What this exercise asks:
1. In the account of the psychiatrist appointment, why did the writer's husband ask the mental health team to move the appointment up from March 25? Answer in one to three sentences.
2. Please continue the account of the psychiatrist appointment, starting after its final sentence.
=== Selected text ===
My husband called the mental health team to have my appointment brought forward from March 25 as we had arranged to see the psychiatrist within two weeks of the last appointment  which had been a successful visit. They slotted me in for this afternoon which was much quicker.

The premises had changed again while they’re in limbo. This time I went to a high rise building and the office was a usually unused white washed place. The reception was a tiny square and one blue sofa sat miles away at the other side of this huge room. In the Drs office it was completely plain white aside from his desk and an uncomfortable blue chair. It was literally like a dream sequence! 

The psychiatrist previously had been well prepared. He’d read my file, knew my medication and history and impressed me by not patronising me. Just discussing the plan forward. This time was very different. He began to talk to me. At me. He talked about emotions, stressors, medications. He talked as though I’d never heard it before. Then he paused to ask if I was on medication. I was a bit taken aback. So once we’d cleared that up he went on. And on. In fact for 30 minutes he talked about, well, medications and getting rest I suppose. My objective had been to discuss the consideration of a change to my anti depressant to something with more of an anxiety managing property. Also I wanted to manage the nightmares and sleep. But he dismissed my request until a later date.
=== Input data ===
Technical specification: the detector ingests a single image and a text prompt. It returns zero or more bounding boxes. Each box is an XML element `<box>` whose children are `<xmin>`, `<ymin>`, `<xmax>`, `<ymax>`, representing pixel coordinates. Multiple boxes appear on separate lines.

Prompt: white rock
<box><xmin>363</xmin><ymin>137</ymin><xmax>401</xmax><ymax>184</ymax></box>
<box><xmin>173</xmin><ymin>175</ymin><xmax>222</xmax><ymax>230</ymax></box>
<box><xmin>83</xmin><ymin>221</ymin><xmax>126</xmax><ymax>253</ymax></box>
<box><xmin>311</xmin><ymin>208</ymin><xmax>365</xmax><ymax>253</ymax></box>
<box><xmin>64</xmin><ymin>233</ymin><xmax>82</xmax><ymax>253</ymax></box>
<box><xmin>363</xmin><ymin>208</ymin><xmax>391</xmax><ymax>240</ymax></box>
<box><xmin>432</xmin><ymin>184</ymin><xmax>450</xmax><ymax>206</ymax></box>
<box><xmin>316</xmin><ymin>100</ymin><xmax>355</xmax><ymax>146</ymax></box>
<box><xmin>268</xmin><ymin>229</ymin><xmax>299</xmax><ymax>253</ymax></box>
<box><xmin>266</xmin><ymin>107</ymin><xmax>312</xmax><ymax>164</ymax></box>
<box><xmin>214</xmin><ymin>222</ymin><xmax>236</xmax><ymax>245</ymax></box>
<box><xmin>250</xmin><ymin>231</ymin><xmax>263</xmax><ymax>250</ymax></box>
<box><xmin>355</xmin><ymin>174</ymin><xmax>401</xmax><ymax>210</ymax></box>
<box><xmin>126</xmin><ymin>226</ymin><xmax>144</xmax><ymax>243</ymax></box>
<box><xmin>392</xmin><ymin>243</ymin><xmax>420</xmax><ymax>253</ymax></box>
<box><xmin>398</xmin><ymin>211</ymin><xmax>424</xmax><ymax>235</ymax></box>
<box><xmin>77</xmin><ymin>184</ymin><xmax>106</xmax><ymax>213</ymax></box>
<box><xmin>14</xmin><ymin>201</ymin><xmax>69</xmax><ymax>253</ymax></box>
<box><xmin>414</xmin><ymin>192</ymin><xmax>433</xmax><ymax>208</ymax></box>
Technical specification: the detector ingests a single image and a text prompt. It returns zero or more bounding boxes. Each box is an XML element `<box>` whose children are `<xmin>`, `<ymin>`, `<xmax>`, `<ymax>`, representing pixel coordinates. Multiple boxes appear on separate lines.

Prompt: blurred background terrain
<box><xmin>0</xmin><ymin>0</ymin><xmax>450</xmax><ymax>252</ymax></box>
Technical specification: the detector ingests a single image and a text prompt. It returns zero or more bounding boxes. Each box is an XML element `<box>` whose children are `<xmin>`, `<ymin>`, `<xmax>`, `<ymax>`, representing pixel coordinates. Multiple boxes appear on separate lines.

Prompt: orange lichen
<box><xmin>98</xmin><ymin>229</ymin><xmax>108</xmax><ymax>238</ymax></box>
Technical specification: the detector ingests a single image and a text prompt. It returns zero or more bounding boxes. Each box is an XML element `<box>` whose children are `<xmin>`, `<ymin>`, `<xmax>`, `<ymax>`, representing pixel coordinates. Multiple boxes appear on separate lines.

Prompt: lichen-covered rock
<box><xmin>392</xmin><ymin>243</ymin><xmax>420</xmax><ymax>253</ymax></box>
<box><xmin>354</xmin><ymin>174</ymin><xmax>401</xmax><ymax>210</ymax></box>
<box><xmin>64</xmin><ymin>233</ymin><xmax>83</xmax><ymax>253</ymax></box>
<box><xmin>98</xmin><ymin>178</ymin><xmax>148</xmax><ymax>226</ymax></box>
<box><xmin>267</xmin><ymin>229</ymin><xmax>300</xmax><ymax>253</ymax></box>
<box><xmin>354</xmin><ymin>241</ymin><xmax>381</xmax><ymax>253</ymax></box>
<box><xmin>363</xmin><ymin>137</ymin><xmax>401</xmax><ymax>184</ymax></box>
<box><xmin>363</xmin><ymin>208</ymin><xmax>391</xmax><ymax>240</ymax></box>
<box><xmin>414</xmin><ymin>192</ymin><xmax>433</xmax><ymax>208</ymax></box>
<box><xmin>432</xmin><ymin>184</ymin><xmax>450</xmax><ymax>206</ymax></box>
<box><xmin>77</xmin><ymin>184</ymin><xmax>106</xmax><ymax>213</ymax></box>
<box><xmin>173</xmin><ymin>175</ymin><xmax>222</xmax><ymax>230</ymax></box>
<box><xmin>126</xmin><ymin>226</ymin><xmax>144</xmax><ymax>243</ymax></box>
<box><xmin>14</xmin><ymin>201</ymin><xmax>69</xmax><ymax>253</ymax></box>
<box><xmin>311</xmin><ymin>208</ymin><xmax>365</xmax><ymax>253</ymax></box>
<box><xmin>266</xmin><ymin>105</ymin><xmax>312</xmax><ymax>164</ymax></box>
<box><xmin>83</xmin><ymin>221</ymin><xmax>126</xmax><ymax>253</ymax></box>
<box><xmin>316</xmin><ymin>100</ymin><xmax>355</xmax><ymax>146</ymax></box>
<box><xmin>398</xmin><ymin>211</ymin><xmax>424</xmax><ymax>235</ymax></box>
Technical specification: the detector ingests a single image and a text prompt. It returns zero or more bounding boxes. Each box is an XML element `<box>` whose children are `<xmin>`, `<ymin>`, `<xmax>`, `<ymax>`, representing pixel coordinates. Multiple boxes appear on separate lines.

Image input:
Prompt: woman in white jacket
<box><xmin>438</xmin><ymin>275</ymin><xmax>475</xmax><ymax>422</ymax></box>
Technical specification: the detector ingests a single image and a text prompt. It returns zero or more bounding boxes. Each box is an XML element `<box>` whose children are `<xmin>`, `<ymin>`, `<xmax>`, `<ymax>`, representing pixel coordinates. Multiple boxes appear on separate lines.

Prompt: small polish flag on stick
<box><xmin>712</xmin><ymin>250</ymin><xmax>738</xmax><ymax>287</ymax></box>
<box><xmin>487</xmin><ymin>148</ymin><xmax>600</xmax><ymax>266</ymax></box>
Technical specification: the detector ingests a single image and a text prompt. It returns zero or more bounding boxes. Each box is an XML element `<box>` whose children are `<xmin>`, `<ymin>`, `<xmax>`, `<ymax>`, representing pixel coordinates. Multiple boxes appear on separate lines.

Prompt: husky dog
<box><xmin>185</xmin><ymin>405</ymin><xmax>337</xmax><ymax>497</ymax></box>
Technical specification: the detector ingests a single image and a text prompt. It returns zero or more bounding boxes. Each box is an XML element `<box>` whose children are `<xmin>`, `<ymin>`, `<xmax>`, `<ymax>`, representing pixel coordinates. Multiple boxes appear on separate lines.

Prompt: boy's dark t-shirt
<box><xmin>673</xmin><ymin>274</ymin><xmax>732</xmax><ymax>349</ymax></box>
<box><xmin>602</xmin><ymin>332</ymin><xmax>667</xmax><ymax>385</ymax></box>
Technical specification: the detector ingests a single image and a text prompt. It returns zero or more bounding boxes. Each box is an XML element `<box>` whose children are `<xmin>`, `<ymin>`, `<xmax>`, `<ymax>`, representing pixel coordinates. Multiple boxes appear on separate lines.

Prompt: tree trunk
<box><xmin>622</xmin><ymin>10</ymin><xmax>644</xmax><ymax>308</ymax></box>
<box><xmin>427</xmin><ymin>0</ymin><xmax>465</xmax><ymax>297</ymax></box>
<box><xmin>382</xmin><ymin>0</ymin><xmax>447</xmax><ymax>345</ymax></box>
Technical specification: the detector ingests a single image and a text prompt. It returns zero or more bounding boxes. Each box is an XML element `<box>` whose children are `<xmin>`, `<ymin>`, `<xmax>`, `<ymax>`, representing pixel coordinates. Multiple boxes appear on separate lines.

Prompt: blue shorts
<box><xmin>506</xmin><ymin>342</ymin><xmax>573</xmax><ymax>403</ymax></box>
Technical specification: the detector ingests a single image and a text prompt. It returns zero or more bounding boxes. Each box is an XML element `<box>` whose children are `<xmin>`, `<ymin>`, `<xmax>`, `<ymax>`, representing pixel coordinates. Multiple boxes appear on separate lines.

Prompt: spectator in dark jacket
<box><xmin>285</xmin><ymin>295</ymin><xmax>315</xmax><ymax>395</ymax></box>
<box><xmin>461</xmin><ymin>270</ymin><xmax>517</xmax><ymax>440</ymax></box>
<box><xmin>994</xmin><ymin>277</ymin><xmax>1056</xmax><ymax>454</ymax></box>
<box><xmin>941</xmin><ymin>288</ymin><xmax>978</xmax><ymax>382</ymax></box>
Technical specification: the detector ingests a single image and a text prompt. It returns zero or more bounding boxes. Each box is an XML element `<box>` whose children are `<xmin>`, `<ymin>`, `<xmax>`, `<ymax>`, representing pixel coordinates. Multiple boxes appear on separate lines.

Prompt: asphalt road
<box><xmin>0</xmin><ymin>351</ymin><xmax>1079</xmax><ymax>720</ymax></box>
===
Answers by item:
1. The writer and the team had arranged for a visit with the psychiatrist within two weeks of the previous appointment, which had gone well. March 25 fell outside that window, so the husband called to have it brought forward.

2.
In all as I left the White wash room to the dodgy lift, I felt it had been a wasted trip. I was a little disheartened because last time he seemed to have so much promise.

Maybe he was just having an off day?

My husband has arranged for me to see an EMDR specialist next week. Although I didn’t find it useful in the UK, I hope it might be more beneficial here.

Overall I’m feeling pretty run down and tired. 

I go from the psychiatrist’s office to pick up my son from kindy and chat to his teachers seemingly without a care in the world. I am living in an altered universe. I cry alone, I panic alone, but I smile to the world. As long as I don’t get them mixed up – I’m doing fine.

Struggling

I feel in a sense of limbo. I had told the psychiatrist that I wasn’t sure if my mood would be affected by the anniversary so it would be best to meet within a couple of weeks again to review my situation objectively. Because I take managing my mood disorder seriously. Low and behold I get an appointment card through the post – redirected, they STILL haven’t updated my change of address details at the end of March. I suppose I should be grateful I received anything at all.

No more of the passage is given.